> [TASK INSTRUCTIONS] Could you put the lines of the listing below into a JSON list of strings, one string per line, leaving out blank lines, starting with the line that contains "the water surface." and going on through the last line of the listing?

-------

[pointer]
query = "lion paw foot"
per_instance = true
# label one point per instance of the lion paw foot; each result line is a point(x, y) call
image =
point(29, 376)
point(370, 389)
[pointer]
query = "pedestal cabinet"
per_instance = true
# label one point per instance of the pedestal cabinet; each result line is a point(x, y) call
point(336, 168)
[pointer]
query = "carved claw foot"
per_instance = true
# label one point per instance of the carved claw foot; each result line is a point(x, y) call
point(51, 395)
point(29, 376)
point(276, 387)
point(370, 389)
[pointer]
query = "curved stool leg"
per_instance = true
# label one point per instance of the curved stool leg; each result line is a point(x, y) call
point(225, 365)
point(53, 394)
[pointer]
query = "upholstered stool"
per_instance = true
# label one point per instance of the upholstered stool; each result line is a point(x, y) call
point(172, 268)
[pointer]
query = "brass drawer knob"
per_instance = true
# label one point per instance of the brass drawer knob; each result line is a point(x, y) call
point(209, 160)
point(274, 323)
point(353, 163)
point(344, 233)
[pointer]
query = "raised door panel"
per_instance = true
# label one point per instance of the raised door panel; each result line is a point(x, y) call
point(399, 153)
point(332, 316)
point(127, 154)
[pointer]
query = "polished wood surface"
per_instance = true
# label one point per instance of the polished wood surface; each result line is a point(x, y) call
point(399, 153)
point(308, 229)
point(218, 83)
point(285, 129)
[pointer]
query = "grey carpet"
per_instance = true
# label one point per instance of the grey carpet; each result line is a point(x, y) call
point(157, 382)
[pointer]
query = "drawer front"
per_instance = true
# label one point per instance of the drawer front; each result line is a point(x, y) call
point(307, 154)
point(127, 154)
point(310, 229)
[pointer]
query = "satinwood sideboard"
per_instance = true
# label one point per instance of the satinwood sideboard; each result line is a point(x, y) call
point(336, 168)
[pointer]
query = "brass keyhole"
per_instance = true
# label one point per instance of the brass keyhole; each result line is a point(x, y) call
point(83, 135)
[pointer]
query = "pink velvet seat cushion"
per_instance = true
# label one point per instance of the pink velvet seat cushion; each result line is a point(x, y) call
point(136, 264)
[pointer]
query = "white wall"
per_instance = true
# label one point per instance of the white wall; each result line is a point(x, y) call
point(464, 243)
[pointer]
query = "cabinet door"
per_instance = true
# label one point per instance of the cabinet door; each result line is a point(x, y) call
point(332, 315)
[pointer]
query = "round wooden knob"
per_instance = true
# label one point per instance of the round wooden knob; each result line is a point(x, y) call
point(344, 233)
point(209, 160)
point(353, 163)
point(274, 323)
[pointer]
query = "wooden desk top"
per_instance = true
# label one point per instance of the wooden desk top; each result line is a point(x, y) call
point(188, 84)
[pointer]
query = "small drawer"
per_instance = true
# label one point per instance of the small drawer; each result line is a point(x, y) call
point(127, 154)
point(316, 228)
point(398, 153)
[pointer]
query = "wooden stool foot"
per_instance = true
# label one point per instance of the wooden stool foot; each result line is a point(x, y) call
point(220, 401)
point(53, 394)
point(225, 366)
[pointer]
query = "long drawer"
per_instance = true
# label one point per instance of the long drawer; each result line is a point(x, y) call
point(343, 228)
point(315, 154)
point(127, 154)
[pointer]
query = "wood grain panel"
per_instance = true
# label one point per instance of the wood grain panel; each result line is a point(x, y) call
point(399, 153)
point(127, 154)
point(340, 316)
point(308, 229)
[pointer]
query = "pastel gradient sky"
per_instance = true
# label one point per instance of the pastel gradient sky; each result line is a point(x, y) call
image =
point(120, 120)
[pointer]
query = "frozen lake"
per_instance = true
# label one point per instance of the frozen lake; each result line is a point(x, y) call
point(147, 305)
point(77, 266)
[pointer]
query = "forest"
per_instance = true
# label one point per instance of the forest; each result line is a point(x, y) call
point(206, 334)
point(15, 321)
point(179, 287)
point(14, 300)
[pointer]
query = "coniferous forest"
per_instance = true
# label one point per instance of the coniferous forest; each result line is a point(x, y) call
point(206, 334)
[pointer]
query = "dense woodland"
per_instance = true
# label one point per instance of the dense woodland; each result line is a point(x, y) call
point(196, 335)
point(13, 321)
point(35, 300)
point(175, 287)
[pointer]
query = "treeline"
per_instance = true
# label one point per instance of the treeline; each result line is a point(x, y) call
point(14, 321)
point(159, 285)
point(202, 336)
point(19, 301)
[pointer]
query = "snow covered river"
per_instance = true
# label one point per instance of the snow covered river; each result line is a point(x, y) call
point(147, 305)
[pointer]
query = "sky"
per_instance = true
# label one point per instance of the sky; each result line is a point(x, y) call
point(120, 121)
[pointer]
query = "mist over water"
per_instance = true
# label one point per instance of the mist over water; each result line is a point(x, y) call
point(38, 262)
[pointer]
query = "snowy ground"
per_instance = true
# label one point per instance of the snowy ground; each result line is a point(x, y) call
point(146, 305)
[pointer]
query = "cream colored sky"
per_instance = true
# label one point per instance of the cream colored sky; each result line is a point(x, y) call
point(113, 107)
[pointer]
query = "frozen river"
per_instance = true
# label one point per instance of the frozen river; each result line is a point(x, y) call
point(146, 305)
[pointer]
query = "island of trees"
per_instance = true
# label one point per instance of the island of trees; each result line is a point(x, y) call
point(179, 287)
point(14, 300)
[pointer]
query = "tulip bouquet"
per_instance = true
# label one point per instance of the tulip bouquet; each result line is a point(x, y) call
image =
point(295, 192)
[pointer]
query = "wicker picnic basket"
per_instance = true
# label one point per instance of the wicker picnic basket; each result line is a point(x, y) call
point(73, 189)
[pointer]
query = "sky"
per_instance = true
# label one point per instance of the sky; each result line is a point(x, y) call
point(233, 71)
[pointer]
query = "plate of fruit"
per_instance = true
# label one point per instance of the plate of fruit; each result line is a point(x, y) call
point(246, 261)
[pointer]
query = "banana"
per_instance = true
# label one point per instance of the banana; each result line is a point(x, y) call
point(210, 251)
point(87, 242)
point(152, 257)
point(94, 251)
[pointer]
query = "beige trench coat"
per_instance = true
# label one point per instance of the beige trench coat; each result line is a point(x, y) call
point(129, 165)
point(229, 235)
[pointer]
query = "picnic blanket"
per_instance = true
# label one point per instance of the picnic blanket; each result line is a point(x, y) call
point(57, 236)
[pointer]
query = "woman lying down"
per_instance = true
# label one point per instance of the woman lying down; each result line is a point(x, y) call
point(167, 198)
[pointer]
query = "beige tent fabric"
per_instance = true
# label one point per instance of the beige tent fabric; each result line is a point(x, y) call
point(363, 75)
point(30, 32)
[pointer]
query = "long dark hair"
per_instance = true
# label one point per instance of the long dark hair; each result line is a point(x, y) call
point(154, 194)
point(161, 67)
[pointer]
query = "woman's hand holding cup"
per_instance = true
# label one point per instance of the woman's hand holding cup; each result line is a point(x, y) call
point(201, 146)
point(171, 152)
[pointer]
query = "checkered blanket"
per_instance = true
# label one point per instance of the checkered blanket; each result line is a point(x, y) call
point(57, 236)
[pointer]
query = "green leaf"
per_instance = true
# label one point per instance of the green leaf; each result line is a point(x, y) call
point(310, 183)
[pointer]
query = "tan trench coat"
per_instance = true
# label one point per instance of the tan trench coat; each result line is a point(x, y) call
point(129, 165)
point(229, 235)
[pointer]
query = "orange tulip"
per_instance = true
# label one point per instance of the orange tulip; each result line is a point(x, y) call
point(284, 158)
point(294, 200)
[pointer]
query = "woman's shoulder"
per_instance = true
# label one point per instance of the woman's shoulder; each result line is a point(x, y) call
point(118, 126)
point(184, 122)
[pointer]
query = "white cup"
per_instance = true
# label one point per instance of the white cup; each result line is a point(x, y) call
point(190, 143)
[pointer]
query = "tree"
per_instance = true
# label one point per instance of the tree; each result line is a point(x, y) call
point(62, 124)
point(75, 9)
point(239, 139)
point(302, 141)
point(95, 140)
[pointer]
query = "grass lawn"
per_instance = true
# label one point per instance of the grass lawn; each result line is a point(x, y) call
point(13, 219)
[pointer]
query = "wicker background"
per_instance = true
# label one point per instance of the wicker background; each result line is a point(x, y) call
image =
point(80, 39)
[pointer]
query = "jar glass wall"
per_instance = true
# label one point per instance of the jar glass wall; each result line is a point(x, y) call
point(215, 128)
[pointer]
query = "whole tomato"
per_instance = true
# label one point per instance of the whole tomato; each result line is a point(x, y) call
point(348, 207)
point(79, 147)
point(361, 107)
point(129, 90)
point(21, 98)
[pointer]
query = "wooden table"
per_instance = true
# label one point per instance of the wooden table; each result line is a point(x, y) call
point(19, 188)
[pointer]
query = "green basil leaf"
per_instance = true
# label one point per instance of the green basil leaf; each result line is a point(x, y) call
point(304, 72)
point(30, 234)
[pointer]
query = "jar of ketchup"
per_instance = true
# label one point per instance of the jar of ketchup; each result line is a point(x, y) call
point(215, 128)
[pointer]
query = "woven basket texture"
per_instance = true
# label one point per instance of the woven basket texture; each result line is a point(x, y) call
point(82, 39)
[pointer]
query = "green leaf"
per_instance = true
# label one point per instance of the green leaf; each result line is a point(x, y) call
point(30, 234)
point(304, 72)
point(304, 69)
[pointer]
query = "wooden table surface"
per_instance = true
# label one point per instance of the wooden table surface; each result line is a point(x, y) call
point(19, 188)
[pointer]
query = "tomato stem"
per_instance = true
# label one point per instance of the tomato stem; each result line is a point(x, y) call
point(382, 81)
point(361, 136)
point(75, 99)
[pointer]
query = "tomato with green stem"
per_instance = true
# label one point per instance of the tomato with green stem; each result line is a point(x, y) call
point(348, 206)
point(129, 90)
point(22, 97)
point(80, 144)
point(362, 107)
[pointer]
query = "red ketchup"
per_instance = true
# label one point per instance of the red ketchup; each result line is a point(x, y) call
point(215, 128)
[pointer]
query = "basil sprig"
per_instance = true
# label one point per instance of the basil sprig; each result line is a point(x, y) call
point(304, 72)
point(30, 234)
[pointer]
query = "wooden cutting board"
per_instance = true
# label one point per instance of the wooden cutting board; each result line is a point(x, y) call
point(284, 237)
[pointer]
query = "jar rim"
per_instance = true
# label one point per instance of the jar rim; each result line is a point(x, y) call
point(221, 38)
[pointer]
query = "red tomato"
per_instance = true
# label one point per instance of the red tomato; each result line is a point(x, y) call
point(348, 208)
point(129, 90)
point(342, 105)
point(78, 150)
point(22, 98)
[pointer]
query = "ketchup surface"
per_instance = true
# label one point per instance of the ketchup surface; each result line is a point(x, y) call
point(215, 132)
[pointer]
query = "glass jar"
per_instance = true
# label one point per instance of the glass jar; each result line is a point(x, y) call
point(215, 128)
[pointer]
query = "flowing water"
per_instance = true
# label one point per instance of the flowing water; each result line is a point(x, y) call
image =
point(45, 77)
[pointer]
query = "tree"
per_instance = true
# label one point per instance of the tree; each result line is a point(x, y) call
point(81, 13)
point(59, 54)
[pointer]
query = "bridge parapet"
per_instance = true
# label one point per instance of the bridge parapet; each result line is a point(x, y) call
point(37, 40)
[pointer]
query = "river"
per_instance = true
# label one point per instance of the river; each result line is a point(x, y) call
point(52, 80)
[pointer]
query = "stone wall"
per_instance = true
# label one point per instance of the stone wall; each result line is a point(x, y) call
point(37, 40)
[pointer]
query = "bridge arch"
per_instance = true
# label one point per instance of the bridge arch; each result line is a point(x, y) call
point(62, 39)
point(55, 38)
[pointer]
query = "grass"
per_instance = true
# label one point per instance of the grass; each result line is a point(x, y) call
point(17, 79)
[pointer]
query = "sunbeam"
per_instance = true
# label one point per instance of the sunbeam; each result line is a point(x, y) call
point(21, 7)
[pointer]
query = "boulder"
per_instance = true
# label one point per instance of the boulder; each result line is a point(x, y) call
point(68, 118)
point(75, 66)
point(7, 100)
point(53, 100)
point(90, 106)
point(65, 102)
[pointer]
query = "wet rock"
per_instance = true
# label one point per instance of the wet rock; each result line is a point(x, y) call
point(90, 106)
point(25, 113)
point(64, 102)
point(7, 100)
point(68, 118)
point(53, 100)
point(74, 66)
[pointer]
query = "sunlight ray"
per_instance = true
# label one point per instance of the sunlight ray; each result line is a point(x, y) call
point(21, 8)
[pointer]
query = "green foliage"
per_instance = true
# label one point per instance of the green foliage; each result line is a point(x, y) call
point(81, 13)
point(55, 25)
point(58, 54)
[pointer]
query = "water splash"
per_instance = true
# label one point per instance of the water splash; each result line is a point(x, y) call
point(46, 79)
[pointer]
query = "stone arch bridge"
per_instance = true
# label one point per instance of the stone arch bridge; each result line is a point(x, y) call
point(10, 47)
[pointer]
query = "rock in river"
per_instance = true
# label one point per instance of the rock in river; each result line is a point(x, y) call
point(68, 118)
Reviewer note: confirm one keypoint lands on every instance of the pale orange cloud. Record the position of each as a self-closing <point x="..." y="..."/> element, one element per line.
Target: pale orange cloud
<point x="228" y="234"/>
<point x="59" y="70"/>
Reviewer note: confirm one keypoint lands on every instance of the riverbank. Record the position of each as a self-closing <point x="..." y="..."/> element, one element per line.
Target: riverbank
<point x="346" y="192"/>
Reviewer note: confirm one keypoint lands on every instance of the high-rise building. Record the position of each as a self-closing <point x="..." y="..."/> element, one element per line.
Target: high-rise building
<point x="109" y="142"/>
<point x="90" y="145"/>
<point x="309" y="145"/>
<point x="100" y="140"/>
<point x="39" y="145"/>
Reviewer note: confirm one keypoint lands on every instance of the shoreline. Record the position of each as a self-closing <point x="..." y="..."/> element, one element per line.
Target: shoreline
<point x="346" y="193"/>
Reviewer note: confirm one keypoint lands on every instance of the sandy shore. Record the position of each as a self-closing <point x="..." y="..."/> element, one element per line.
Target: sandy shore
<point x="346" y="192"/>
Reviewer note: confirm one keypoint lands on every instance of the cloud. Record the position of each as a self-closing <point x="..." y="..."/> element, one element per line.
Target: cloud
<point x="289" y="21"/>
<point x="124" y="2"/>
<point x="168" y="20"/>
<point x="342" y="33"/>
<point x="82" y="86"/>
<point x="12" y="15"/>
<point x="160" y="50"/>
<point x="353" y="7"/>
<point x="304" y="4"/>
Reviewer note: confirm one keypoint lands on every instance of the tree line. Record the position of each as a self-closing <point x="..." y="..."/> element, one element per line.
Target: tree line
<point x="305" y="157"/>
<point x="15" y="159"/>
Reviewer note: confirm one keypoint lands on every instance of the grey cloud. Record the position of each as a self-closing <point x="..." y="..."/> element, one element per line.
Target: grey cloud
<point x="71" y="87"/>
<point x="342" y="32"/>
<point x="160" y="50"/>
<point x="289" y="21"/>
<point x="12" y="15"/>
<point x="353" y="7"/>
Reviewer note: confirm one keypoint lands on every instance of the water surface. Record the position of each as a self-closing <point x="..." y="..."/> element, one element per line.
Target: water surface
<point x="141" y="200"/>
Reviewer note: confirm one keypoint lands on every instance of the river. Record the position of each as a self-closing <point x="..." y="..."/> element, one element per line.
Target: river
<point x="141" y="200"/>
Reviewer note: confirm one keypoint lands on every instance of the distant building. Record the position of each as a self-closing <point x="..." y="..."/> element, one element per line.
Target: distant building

-------

> [THE SOLUTION]
[
  "Reviewer note: confirm one keypoint lands on every instance of the water surface. Record the position of each as a self-closing <point x=\"...\" y=\"...\"/> element, one element per line.",
  "Target: water surface",
  "<point x=\"141\" y=\"200\"/>",
  "Reviewer note: confirm one keypoint lands on every instance of the river. Record the position of each as a self-closing <point x=\"...\" y=\"...\"/> element, one element per line.",
  "Target: river",
  "<point x=\"141\" y=\"200\"/>",
  "Reviewer note: confirm one keypoint lands on every instance of the distant building. Record the position of each as a self-closing <point x=\"...\" y=\"...\"/> element, one element per line.",
  "Target: distant building"
]